§ **ASSIGNED TASK 1**
According to the passage, what did "Professor" Irwin Corey wear when he walked on stage?
§ **ASSIGNED TASK 2**
List every means the passage says Professor Corey used to hold forth on his topics.
§ **ASSIGNED TASK 3**
Repeat the part of the passage starting with "Years ago we" and going on through "of Professor Corey.".

§ **TEXT PASSAGE**
== == ==
Years ago we were often entertained by the comedic stylings of “Professor” Irwin Corey, “World’s Foremost Authority.” Authority in what? (Or so we imagine you asking.) Well, that’s the point. He was an authority on everything and nothing. His shtick was to amble on stage dressed in a collegiate gown and sneakers, and then hold forth on a variety of topics via double-talk, stream-of-consciousness, and abrupt, nonsensical topic changes. Here’s an odd bit of high-brow/low-brow trivia: Ayn Rand was a big fan of Professor Corey.
For some reason, we think of Irwin Corey when we confront plaintiff expert witnesses in drug or device cases. Plaintiff lawyers are nothing if not cheap, so they like to use the same experts again and again to cover a broad swath of scientific and technical areas, even if those areas are far away from the witness’s training and practice. More often than not, they (the plaintiff lawyers and the instant “experts”) get away with it. We remember deposing a professor of marketing who not only uttered the most inane thoughts on how certain advertisements contained Freudian themes, but also took a few stray shots at cancer causation. Like any semi-awake lawyer, we asked the witness whether he considered himself an oncologist. The witness than said something like, “I’m not board-certified as a medical doctor, but I think that I have had education, experience, and training that would permit me to share a few things that would be helpful to the jury.” And then he grinned. He grinned because he knew he had played the game well.
== == ==
§ **PROVIDED INFORMATION**
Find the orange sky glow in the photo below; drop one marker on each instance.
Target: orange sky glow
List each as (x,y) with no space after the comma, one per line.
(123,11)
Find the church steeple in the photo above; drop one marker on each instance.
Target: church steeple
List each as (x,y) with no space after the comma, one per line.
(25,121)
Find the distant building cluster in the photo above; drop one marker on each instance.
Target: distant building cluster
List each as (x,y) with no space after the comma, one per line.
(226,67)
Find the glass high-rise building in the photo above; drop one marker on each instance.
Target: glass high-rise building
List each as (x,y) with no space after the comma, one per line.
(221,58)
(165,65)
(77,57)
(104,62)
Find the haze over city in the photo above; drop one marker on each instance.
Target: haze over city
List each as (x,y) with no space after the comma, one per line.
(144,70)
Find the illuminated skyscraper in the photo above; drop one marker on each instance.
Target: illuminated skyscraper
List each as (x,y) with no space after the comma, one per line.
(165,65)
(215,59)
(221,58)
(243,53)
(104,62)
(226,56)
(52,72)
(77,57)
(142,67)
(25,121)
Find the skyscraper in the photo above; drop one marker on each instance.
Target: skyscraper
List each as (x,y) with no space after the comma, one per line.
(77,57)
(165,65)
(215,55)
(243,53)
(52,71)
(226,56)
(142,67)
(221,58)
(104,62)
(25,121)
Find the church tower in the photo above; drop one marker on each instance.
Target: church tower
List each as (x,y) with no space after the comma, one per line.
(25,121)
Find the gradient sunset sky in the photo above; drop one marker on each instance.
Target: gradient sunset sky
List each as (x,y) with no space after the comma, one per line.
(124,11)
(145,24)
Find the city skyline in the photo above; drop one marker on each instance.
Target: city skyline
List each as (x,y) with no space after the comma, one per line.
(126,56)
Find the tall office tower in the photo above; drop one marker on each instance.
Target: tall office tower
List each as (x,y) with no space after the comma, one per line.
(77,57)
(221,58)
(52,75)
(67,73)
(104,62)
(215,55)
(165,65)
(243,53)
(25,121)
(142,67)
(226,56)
== == ==
§ **PROBLEM SOLUTION 1**
A collegiate gown and sneakers.

§ **PROBLEM SOLUTION 2**
Double-talk, stream-of-consciousness, and abrupt, nonsensical topic changes.

§ **PROBLEM SOLUTION 3**
Years ago we were often entertained by the comedic stylings of “Professor” Irwin Corey, “World’s Foremost Authority.” Authority in what? (Or so we imagine you asking.) Well, that’s the point. He was an authority on everything and nothing. His shtick was to amble on stage dressed in a collegiate gown and sneakers, and then hold forth on a variety of topics via double-talk, stream-of-consciousness, and abrupt, nonsensical topic changes. Here’s an odd bit of high-brow/low-brow trivia: Ayn Rand was a big fan of Professor Corey.